EXERCISE DETAILS:
From the toll-bridge passage below, copy word for word the part that begins with the words containing "So last Thursday" and ends with "the toll bridge.".

TEXT PASSAGE:

So last Thursday evening it was decided that I should go and collect my LadyFriend from her place of employment and transport her to my place of residence as she was not feeling well and did not need to endure the perils of public transport. The route home involves crossing the East Link bridge so I topped up my e-tag at about six thirty and headed off knowing that my vendor claims it takes up to 90 minutes to process the top up but Dublin traffic meant it would be two hours before I hit the toll bridge.
So two hours later I drive up to the toll barrier and get a lovely “account suspended” error. I had driven up to a barrier with a cash option as I feared that the 90 minute update interval was wishful thinking so I threw some cash in the basket and drove home. The next morning the LadyFriend was very much not well so after awhile I drove her back to work. At this point it was nearly midday so I was confident my top up would have been processed by then.
This was pure folly. “account suspended” flashed on the display once more. I had in a moment of misplaced faith in the NRA and NTR driven up to a barrier with no cash option and so caused some traffic delays while waiting for the Lady to come out and take my money. During this transaction a brief discussion ensued as to the length of time it takes an account update to be process. Two days is what she tells me. I am shocked. This is the kind of nonsense I expect from the banks but not from a modern system only put in place in 2007.

Photo object pointing records:
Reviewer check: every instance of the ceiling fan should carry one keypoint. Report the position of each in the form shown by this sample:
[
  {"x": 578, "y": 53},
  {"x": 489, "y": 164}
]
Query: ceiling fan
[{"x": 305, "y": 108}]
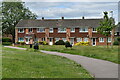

SOLUTION TO THE PROBLEM:
So last Thursday evening it was decided that I should go and collect my LadyFriend from her place of employment and transport her to my place of residence as she was not feeling well and did not need to endure the perils of public transport. The route home involves crossing the East Link bridge so I topped up my e-tag at about six thirty and headed off knowing that my vendor claims it takes up to 90 minutes to process the top up but Dublin traffic meant it would be two hours before I hit the toll bridge.